BEGIN ITEMS

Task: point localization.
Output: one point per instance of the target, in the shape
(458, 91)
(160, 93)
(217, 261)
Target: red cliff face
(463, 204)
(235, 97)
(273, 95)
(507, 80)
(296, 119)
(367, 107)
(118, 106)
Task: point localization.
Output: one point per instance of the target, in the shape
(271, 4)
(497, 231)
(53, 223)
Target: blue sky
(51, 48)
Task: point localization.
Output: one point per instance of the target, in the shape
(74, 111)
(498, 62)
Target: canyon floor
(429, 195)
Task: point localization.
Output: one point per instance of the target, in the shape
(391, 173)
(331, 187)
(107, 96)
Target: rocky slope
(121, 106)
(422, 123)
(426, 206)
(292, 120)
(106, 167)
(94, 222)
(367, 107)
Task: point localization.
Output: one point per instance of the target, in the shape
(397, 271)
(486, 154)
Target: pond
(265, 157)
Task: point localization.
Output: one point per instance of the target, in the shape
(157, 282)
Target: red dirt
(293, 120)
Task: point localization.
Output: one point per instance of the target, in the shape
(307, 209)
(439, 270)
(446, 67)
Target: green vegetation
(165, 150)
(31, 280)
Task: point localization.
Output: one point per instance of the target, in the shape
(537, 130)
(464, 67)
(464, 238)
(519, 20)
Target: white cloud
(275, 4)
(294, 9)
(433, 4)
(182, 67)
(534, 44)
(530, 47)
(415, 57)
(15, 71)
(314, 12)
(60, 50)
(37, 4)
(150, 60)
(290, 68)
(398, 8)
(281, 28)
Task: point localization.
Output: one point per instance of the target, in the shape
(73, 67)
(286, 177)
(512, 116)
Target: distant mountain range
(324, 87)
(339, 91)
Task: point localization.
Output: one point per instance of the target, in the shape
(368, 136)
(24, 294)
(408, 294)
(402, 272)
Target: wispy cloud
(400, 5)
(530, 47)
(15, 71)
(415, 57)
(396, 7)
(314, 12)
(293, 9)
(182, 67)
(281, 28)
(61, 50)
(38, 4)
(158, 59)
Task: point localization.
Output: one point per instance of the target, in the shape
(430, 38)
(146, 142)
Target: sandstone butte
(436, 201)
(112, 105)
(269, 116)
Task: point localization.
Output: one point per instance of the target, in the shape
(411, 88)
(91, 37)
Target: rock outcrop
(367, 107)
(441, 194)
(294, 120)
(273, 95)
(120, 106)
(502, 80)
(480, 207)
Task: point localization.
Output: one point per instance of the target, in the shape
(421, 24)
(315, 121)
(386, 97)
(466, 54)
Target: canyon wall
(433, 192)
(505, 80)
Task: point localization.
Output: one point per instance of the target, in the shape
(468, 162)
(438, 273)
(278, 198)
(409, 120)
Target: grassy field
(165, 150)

END ITEMS

Restate each entry exactly, skipping none.

Task: point localization.
Output: one point per instance of the target, in the shape
(458, 91)
(160, 93)
(217, 261)
Target: red cliff face
(463, 204)
(235, 97)
(273, 95)
(507, 80)
(296, 119)
(367, 107)
(118, 106)
Task: point localization.
Output: one point per instance of the target, in the shape
(271, 4)
(497, 231)
(53, 223)
Target: blue sky
(51, 48)
Task: point localization.
Output: one point per instance of the target, in the shape
(74, 111)
(498, 62)
Target: canyon floor
(429, 195)
Task: point localization.
Output: one point per instance of the target, in the shape
(391, 173)
(331, 187)
(107, 96)
Target: rocky slope
(121, 106)
(422, 123)
(426, 206)
(292, 120)
(106, 167)
(94, 222)
(367, 107)
Task: point localization.
Output: one point per instance of the target, in the shape
(397, 271)
(486, 154)
Target: pond
(265, 157)
Task: point localization.
Output: one point per instance of the target, in the shape
(157, 282)
Target: red dirt
(293, 120)
Task: point localization.
Output: one point per instance of the target, in the shape
(307, 209)
(439, 270)
(446, 67)
Target: green vegetation
(165, 150)
(31, 280)
Task: point localization.
Output: one point per instance of the target, in the shape
(537, 130)
(464, 67)
(464, 238)
(519, 20)
Target: white cloud
(275, 4)
(294, 9)
(433, 4)
(182, 67)
(534, 44)
(530, 47)
(415, 57)
(15, 71)
(314, 12)
(60, 50)
(37, 4)
(150, 60)
(290, 68)
(398, 8)
(281, 28)
Task: point localization.
Output: one point per instance of the target, in the shape
(73, 67)
(286, 177)
(512, 116)
Target: distant mountain range
(324, 87)
(339, 91)
Task: point localization.
Output: one point per instance of the target, in the shape
(368, 136)
(24, 294)
(408, 294)
(402, 272)
Target: wispy cloud
(400, 5)
(530, 47)
(15, 71)
(415, 57)
(396, 7)
(314, 12)
(293, 9)
(182, 67)
(281, 28)
(61, 50)
(38, 4)
(158, 59)
Task: point localization.
Output: one point per instance of the target, in the shape
(430, 38)
(146, 142)
Target: sandstone butte
(436, 201)
(112, 105)
(269, 116)
Task: point localization.
Output: one point per instance of the target, in the shape
(411, 88)
(91, 37)
Target: rock outcrop
(367, 107)
(441, 194)
(294, 120)
(273, 95)
(120, 106)
(502, 80)
(480, 207)
Task: point localization.
Output: one point per instance of the target, in the shape
(421, 24)
(315, 121)
(386, 97)
(466, 54)
Target: canyon wall
(433, 192)
(505, 80)
Task: point localization.
Output: one point per instance of the target, in the shape
(468, 162)
(438, 273)
(278, 198)
(409, 120)
Target: grassy field
(165, 150)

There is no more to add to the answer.